### Text passage

Statistical P values may have their flaws, but they’re unlikely to go away anytime soon. That was the observation of two Clinical Chemistry associate editors, James C. Boyd, MD, and Thomas M. Annesley, PhD, in their analysis of an article published earlier this year in the journal Nature. The Boyd-Annesley analysis appears in the July issue of Clinical Chemistry.

The Nature article, written by Regina Nuzzo, describes how the P value arose from competing models of several well-known statisticians. Ronald Fisher, a statistician from the United Kingdom, initially proposed the P value as a way to judge informally whether evidence needed a second look; “he did not mean it to be a definitive test,” Nuzzo wrote. Fisher’s idea essentially was to see if experiment results “were consistent with what random chance might produce,” she explained.

This compares with an alternative introduced by U.K. statistician Egon Pearson and Polish mathematician Jerzy Neyman that incorporated false negatives, false positives and statistical power. Researchers writing statistics manuals for working scientists—who didn’t have a firm grasp of either approach—ended up creating a hybrid of the two models, cramming “Fisher’s easy-to-calculate P value into Neyman and Pearson’s reassuringly rigorous rule-based system,” Nuzzo wrote. The result was the “seemingly indiscriminate use of a P value of <0.05 to establish statistical significance,” Boyd and Annesley noted in their Clinical Chemistry article.

P values have been seen as a gold standard for statistical validity, yet critics have questioned this method’s reliability. “Nuzzo points out that P values ignore the underlying plausibility that a real effect exists in the first place, and thereby, they often lead to false-positive findings that cannot be replicated in subsequent experiments,” wrote Boyd and Annesley. “In addition, P values fail to take the size of an effect into account, sometimes attracting attention to very small effects that have little real-world importance,” they added.

### Entries provided
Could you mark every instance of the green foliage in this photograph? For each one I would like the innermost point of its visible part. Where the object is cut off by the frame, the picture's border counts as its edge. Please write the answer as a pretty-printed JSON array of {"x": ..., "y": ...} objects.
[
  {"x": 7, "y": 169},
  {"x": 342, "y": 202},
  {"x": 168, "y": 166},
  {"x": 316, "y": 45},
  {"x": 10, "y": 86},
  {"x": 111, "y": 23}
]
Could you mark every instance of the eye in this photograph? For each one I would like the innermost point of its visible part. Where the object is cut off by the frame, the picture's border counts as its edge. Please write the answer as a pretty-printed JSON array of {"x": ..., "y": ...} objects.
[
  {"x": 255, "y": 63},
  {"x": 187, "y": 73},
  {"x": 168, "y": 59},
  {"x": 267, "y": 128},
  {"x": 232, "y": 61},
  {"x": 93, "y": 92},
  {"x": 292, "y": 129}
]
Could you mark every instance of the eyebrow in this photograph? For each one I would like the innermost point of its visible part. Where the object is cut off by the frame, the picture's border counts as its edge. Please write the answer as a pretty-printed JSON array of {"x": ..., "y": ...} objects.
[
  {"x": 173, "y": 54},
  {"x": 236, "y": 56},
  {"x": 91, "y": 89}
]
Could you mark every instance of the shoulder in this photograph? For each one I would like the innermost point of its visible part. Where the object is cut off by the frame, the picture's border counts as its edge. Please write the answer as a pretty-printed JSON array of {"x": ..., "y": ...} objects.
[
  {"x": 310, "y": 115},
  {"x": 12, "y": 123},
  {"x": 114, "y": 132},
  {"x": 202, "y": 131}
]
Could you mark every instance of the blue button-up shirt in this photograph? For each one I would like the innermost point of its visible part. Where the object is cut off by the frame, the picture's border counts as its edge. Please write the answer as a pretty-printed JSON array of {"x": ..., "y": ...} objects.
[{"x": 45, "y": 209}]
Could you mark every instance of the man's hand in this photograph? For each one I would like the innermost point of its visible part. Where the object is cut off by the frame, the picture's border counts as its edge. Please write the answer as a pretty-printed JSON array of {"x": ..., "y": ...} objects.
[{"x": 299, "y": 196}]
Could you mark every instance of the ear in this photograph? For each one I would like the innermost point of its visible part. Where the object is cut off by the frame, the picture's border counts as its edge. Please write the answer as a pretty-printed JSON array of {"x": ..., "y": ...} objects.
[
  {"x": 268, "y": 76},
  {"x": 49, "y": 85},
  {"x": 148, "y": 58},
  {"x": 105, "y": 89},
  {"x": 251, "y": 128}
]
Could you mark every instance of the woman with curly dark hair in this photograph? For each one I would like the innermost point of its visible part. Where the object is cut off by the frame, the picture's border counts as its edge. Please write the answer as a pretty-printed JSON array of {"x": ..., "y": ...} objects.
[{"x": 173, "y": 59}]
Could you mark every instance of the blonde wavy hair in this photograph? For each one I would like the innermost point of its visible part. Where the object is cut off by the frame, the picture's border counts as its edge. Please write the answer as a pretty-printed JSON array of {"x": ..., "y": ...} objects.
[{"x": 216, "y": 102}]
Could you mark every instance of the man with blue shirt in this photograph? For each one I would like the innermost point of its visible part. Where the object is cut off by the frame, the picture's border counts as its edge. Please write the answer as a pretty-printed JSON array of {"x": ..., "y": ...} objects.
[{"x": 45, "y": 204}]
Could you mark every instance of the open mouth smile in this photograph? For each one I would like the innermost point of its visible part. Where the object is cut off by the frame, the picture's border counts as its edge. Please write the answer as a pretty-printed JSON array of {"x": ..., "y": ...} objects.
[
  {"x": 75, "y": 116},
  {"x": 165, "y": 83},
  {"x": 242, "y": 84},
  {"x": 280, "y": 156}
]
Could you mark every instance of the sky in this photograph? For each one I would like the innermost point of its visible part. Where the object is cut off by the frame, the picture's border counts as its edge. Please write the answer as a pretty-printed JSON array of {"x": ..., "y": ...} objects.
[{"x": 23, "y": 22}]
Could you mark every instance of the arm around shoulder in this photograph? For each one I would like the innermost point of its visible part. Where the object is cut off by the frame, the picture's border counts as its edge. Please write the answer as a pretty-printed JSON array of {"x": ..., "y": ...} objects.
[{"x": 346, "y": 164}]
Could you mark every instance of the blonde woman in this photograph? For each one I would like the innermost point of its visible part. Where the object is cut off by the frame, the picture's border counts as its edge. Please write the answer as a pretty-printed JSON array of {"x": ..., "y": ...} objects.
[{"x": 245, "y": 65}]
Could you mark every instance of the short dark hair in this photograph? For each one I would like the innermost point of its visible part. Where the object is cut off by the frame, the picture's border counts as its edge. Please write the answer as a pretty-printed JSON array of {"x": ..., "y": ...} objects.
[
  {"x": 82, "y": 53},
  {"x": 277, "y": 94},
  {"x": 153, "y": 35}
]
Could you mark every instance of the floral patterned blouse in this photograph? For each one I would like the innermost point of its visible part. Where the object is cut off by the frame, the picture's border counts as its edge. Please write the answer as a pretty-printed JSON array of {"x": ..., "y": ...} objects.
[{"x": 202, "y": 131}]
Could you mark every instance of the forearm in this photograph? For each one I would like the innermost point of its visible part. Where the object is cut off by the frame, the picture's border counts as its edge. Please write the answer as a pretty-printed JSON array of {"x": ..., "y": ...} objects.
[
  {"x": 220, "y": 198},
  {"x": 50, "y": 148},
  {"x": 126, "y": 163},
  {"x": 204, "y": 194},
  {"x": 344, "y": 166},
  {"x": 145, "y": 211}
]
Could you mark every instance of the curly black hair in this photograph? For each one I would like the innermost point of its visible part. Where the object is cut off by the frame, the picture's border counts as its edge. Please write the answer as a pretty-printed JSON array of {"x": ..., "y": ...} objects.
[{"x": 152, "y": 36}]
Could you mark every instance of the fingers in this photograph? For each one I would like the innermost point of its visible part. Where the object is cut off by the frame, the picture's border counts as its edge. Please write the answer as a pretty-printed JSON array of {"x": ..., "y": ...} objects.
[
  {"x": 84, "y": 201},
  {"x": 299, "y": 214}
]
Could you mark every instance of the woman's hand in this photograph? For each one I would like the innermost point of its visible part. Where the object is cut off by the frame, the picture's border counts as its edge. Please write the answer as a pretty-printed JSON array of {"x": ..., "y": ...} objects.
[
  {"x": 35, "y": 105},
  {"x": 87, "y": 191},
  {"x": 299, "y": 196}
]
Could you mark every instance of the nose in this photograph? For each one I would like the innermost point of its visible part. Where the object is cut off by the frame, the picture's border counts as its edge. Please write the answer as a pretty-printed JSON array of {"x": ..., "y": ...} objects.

### Questions
1. According to the text about P values, which issue of Clinical Chemistry carries the Boyd-Annesley analysis?
2. Name every person mentioned in the text about P values.
3. In the text about P values, condense the paragraph that begins "P values have been seen as a gold standard" into a shorter version that keeps its main facts.

### Outputs by task
1. The July issue.

2. James C. Boyd, Thomas M. Annesley, Regina Nuzzo, Ronald Fisher, Egon Pearson, Jerzy Neyman

3. P values are seen as a gold standard for statistical validity, but critics doubt their reliability. Citing Nuzzo, Boyd and Annesley write that P values ignore how plausible a real effect is in the first place. This often leads to false positives that later experiments cannot replicate. P values also ignore effect size, so they sometimes draw attention to very small effects with little real-world importance.